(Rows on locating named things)
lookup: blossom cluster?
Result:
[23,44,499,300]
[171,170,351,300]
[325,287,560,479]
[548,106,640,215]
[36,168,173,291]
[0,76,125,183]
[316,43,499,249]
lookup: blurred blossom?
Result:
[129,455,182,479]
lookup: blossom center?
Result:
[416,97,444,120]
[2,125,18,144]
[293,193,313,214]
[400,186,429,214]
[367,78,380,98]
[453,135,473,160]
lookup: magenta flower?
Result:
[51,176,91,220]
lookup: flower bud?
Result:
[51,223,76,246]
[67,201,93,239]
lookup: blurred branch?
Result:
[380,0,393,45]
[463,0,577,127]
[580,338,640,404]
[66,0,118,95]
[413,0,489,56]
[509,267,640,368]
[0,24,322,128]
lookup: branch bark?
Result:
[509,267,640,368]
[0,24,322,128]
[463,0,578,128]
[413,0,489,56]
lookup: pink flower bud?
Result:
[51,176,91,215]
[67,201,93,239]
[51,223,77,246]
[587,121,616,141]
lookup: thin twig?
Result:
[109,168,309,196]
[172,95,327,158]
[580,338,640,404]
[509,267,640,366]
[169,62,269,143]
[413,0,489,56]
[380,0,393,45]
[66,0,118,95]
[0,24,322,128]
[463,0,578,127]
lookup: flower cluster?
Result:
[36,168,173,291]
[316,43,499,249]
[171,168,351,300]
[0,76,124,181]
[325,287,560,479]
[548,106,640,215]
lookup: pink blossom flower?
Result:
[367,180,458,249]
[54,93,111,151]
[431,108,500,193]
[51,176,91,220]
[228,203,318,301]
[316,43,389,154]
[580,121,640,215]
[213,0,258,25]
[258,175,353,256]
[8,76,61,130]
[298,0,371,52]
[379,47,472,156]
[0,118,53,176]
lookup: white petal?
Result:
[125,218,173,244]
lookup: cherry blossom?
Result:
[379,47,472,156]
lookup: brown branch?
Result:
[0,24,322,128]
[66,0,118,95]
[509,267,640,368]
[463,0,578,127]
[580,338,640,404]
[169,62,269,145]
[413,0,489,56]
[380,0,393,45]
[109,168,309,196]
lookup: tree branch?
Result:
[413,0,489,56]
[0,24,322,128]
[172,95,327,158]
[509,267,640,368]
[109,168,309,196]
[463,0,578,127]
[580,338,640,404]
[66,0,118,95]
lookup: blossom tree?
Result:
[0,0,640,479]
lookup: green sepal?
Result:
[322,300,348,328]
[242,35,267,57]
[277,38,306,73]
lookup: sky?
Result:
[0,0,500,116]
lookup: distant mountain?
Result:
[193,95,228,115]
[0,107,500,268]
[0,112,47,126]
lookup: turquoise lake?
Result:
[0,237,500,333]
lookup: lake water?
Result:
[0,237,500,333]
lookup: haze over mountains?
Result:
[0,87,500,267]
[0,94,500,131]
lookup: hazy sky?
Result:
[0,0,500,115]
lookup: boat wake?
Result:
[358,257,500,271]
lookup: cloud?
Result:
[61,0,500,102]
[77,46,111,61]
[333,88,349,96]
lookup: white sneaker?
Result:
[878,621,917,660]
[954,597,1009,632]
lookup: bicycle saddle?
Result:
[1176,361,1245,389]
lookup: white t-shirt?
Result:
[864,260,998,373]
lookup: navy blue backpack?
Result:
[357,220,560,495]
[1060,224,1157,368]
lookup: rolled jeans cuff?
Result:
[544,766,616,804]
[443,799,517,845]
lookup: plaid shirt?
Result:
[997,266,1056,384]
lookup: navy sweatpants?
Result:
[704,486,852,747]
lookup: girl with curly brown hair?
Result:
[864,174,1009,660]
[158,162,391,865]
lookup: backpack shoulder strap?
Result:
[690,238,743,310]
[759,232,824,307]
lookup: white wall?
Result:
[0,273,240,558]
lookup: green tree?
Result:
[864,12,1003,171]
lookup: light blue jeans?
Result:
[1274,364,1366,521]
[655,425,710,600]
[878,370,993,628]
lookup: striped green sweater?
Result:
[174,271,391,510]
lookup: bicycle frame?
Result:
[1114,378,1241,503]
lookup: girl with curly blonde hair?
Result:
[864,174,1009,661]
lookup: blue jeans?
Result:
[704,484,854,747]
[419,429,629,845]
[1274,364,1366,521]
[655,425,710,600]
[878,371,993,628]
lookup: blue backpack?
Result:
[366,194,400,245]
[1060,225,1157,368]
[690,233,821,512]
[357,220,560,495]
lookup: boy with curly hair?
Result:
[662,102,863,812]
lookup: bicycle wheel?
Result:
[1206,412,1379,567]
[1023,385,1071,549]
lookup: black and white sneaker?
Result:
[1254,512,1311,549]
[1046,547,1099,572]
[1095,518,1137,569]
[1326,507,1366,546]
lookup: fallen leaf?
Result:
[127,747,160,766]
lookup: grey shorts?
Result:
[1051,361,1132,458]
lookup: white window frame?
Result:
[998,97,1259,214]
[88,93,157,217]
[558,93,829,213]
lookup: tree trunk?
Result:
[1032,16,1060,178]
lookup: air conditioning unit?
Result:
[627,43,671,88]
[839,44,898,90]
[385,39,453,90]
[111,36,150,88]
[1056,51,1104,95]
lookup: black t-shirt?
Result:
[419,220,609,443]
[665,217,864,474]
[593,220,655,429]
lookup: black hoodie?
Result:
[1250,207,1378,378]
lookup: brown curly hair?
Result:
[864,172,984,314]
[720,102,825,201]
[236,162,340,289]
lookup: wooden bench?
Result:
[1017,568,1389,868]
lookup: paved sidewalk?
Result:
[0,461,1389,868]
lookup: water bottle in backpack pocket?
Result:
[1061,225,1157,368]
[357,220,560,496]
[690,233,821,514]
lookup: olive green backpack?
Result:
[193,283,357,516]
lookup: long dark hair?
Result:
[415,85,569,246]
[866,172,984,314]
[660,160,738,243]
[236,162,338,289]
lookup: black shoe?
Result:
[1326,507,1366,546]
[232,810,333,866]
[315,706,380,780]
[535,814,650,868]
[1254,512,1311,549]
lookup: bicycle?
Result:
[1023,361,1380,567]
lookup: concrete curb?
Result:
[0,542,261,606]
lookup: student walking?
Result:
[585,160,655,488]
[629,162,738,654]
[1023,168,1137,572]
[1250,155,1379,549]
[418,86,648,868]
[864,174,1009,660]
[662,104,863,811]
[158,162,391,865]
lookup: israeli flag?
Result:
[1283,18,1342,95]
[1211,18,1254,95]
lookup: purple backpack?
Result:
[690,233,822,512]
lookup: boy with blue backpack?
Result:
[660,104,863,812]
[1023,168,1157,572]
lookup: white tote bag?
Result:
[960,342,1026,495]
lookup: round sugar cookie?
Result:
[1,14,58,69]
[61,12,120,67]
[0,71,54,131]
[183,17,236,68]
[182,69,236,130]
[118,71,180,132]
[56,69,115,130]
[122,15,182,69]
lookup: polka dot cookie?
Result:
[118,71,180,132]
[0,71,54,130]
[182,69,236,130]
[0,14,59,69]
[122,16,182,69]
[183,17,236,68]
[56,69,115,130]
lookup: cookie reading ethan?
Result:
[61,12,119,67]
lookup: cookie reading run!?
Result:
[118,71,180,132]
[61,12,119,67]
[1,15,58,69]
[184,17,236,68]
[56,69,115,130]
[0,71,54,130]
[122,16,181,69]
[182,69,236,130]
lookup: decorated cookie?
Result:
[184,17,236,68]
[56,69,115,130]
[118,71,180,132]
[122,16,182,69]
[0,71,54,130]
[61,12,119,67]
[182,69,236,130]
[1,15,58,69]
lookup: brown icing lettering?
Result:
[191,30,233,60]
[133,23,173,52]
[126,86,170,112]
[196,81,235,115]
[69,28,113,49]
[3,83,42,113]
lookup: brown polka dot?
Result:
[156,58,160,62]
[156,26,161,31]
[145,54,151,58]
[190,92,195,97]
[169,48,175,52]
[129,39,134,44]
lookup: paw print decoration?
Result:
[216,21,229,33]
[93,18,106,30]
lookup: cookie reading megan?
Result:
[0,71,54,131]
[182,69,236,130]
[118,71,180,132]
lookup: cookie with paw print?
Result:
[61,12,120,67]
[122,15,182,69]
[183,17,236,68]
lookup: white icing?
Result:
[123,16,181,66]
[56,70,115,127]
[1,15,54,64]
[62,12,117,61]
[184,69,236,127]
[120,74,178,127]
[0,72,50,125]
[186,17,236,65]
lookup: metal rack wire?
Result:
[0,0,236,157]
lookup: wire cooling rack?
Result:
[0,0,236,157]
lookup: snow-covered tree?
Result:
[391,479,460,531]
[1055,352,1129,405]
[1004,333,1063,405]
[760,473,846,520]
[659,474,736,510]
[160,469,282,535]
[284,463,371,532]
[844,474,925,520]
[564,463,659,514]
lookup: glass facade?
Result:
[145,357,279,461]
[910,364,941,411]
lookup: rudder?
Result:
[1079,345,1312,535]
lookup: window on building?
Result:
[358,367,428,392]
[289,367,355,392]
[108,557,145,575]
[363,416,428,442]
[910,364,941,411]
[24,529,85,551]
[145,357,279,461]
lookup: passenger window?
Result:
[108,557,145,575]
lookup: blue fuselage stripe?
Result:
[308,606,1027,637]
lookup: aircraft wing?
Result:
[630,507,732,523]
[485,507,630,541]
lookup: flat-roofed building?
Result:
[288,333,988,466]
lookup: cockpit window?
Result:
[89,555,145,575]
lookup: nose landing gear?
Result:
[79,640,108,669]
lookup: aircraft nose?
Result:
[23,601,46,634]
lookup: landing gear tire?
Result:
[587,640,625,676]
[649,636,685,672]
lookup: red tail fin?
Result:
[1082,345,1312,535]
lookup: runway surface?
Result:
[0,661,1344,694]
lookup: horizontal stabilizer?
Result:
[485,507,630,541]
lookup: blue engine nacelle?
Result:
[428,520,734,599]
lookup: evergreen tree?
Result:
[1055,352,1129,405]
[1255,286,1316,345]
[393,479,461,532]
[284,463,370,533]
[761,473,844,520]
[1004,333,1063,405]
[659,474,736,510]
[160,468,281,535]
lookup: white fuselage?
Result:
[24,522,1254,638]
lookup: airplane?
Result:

— Your task —
Please rewrite the part that opens with the line containing "lookup: flower cluster?" and closes with the line containing "[358,257,500,271]", both included, as a Markdown table with the columns No. and Line. Number each line, and leave out any blank lines.

— Complete answer —
| No. | Line |
|---|---|
| 1 | lookup: flower cluster? |
| 2 | Result: |
| 3 | [36,168,173,291] |
| 4 | [316,43,499,249] |
| 5 | [171,168,351,300] |
| 6 | [0,76,124,181] |
| 7 | [325,287,560,479] |
| 8 | [548,106,640,215] |
| 9 | lookup: pink blossom flower? |
| 10 | Result: |
| 11 | [367,180,458,249] |
| 12 | [54,93,111,151] |
| 13 | [431,108,500,193] |
| 14 | [51,176,91,220] |
| 15 | [228,203,318,301] |
| 16 | [316,43,389,154] |
| 17 | [580,121,640,215] |
| 18 | [213,0,258,25] |
| 19 | [258,175,353,256] |
| 20 | [8,76,61,130] |
| 21 | [298,0,371,52] |
| 22 | [379,47,472,156] |
| 23 | [0,118,53,176] |
| 24 | lookup: white petal? |
| 25 | Result: |
| 26 | [125,218,173,244] |
| 27 | lookup: cherry blossom? |
| 28 | Result: |
| 29 | [379,47,472,156] |
| 30 | lookup: brown branch? |
| 31 | Result: |
| 32 | [0,24,322,128] |
| 33 | [66,0,118,95] |
| 34 | [509,267,640,368] |
| 35 | [463,0,578,127] |
| 36 | [580,338,640,404] |
| 37 | [169,62,269,145] |
| 38 | [413,0,489,56] |
| 39 | [380,0,393,45] |
| 40 | [109,168,309,196] |
| 41 | lookup: tree branch? |
| 42 | Result: |
| 43 | [413,0,489,56] |
| 44 | [0,24,322,128] |
| 45 | [172,95,327,158] |
| 46 | [509,267,640,368] |
| 47 | [109,168,309,196] |
| 48 | [463,0,578,127] |
| 49 | [580,338,640,404] |
| 50 | [66,0,118,95] |
| 51 | lookup: blossom tree? |
| 52 | Result: |
| 53 | [0,0,640,479] |
| 54 | lookup: green sepal? |
| 55 | Result: |
| 56 | [322,300,348,328] |
| 57 | [242,35,267,57] |
| 58 | [277,38,306,73] |
| 59 | lookup: sky? |
| 60 | Result: |
| 61 | [0,0,500,116] |
| 62 | lookup: distant mountain? |
| 63 | Result: |
| 64 | [193,95,228,115] |
| 65 | [0,107,500,268] |
| 66 | [0,112,47,126] |
| 67 | lookup: turquoise lake? |
| 68 | Result: |
| 69 | [0,237,500,333] |
| 70 | lookup: lake water? |
| 71 | Result: |
| 72 | [0,237,500,333] |
| 73 | lookup: haze over mountains? |
| 74 | Result: |
| 75 | [0,87,500,267] |
| 76 | [0,94,500,131] |
| 77 | lookup: hazy sky? |
| 78 | Result: |
| 79 | [0,0,500,115] |
| 80 | lookup: boat wake? |
| 81 | Result: |
| 82 | [358,257,500,271] |